(READING TEXT)
+-------+

Why Political Finance Data Needs Open Source
19 Jan 2019 —Did you know that information on the personal finances of anyone running for US Congress, the Presidency, and any number of federal offices is available to the public? It’s true, and an organization has collected all this information, processed it, and put into a single format and location for free! A perfect treasure trove for data scientists and researchers!
The only catch is… it sucks.
Well, OpenSecrets.org doesn’t exactly “suck”, but it has some relatively fatal flaws. In this post I describe my frustration with OpenSecrets and why their goals would be better served by moving their project to full open source.
Background
A few years ago, an event happened that made me realize that anyone can be successful in politics.
In the following years, a near constant string of events have made me realize that I could probably make better decisions than many of these elected officials. But when I compare myself to successful politicians, I notice there’s one thing they have that I don’t: cash.
As a researcher, scientist, and data scientist, I wanted to ask a question: how much money do you need to get elected? I came into this area knowing literally nothing about political finances, how to get the data, or what I should have expected—I just wanted to ask a few questions and see what the data suggested. What followed was a series of yo-yo-like ups and downs, alternating between being hopeful and impressed to disappointed and jaded.
OpenSecrets.org Data
I’ll preface this with the following: if you know a better place to get personal financial disclosure (PFD) data, please leave a comment below. I could have very well spent a lot of time looking in the wrong places. But here’s a very shortened summary of what I went through:
OpenSecrets.org, the website for the Center for Responsive Politics is a website dedicated to tracking money in politics. If you’re looking for free comprehensive data on politicians’ personal or campaign finances, they’re just about the only shop in town. The idea behind the organization’s work—helping reporters, researchers, and policy-makers sort through lobbying money—is brilliant and much-needed. However, as with so many amazing projects for the public’s good, I’m pretty sure they’re also understaffed and underfunded.
Although their website is well organized and very user-friendly, it really only seems useful for giving higher-level summaries of politicians’ funding and assets. To really do anything right—whether it’s investigative journalism or thorough analyses, you need the actual data. And let me tell you, their actual data is anything but well organized and user-friendly.
Criticism #1: No effort is spent making data readable
Here’s the thing: I know OpenSecrets has their data stored in a useable form for the backend of their website, given their API. I also know that pretty much any format of that database, it should be relatively trivial to output that data into pretty much any flavor of tab-delimited file. So why do they put it in the weirdest, jankiest format possible? It’s technically a comma-separated value file, but strings are quoted by “|”, nothing is escaped in those strings, and there are some rows that span multiple lines.

+-------+

(EXERCISES)
1. Please list the groups of people that the post on political finance data says the organization's work is meant to help.
2. Carry on the post on political finance data from its last sentence.
The lines that come next are separate material and do not belong to the post on political finance data.

(RAW DATA)
+-------+

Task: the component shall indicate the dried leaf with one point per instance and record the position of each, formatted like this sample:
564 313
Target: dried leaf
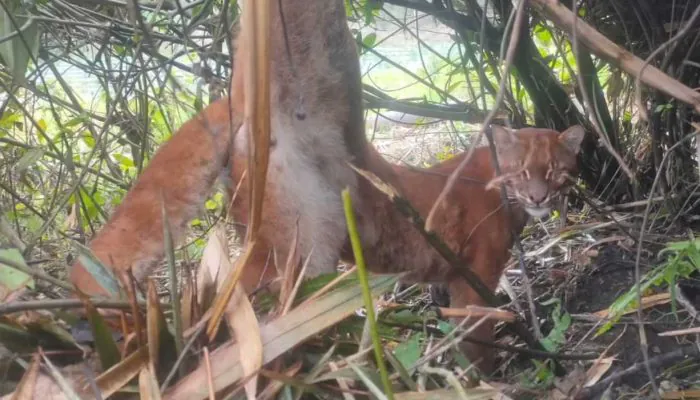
240 315
279 336
156 329
148 385
25 388
60 380
597 370
647 302
270 392
447 394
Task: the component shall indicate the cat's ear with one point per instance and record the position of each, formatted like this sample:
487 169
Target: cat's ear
503 139
572 138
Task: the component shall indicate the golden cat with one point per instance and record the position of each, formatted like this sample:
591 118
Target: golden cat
317 126
536 165
317 130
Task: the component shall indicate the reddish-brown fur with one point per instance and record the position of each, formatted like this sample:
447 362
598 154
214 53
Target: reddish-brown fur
472 222
309 168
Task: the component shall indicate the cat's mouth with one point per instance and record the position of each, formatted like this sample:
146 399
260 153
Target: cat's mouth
538 212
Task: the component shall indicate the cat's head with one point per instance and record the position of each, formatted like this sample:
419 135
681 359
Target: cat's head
536 164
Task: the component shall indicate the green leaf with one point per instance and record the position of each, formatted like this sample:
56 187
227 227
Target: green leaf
409 351
124 161
29 158
10 278
369 40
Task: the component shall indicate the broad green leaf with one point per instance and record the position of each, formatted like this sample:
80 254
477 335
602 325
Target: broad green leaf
278 336
29 158
409 351
12 279
104 341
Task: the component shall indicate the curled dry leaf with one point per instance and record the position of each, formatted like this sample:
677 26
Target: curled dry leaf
154 323
119 375
239 313
25 388
597 370
275 386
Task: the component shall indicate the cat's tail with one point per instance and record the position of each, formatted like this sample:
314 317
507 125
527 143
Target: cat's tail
179 177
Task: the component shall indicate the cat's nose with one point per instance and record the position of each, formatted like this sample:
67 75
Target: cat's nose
537 198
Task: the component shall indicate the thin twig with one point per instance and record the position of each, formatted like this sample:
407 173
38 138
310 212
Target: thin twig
510 54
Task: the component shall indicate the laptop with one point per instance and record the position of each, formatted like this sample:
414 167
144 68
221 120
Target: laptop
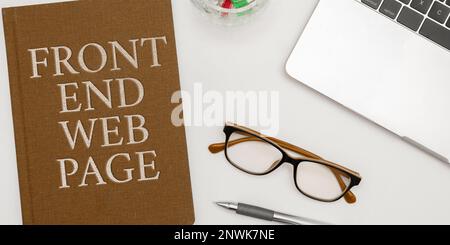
387 60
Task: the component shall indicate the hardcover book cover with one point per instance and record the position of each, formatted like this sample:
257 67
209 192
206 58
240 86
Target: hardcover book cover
91 84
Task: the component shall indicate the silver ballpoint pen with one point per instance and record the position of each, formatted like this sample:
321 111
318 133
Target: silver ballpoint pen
266 214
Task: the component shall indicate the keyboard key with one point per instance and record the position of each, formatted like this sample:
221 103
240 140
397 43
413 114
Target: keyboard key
439 12
410 18
390 8
421 5
372 3
436 33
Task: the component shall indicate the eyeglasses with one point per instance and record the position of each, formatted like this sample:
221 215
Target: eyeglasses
257 154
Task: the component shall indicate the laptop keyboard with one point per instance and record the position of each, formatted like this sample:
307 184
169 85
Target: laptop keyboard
429 18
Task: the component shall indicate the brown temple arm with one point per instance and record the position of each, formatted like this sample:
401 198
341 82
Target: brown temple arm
349 196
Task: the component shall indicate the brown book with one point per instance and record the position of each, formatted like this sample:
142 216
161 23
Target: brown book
91 86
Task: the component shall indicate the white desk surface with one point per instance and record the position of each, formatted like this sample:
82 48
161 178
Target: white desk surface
401 184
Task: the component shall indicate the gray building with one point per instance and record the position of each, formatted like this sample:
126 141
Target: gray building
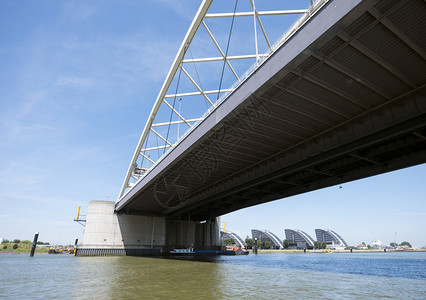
231 235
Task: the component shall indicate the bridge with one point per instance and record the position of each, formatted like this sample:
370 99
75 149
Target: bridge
341 96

+-------+

(ANSWERS TO EACH TASK)
1. Reporters, researchers, and policy-makers.

2.
The choice of quoting character is odd, but not “sinful”. The fact that they don’t escape anything is. It just so happens that if you break things up by “|,”,1 it will “mostly” work, But the second a politician uses “|,” as a string in any descriptions of their assets, all their data will fail to be machine-readable. And there are hundreds of no-effort libraries that can escape special characters, so their choice not to is baffling.
Although it probably would have been easier to read via Python, I wanted to use R. I ended up using Python to convert it to something R could read with what ended up being just some regex.2 And even then, I think there were still a few cases I had to correct by hand.
Criticism #2: No “unit” testing, no standardization, no checking
My realization that maybe the CRP was underfunded first started dawning on me when I was reading their documentation and regularly found spelling errors and typos. “Rerfers” for “refers”, “subsiquent” for “subsequent”, “is filer jointly with spouse” for “is file[d] jointly with spouse”, etc. These are mistakes that basic spell-checking should catch—what were they doing in so many “official” docs?
But the data has many problems that should have been caught by even semi-diligent sanity checks. There are small, relatively unimportant things like inconsistent capitalization of coding values and whether NAs are represented by " "
or ""
, etc. But there are also bigger issues.
For example, OpenSecrets doesn’t have a winner for these three races in 2014, and a bunch of other years. Or, according to the docs, there are only supposed to be four types of PFD reports, represented by “Y”, “A”, “N”, or “T”. So what the heck do the 124 entries that are marked “C” or “O” in the income data mean?
It would be trivial to write code that ensures that the definitions outlined in the documentation actually apply to the data. Keeping the definitions and these tests together would also ensure that whenever the definitions were updated, the docs would be too. These basic sanity checks could also be easily expanded to other sorts of tests. For example, we know that each race needs to have exactly one winner. It took me about three lines of code to check for that. If, by some act of God, this wasn’t always true, it’s so vastly true most of the time that we’d want to know what the exceptions are anyway. Or, for example, you can easily check to make sure any candidate who won must be in a primary,3 or can’t run twice in the same primary for the same position. These problems could in theory be caught very easily, but there are other issues with the data that seem more insidious.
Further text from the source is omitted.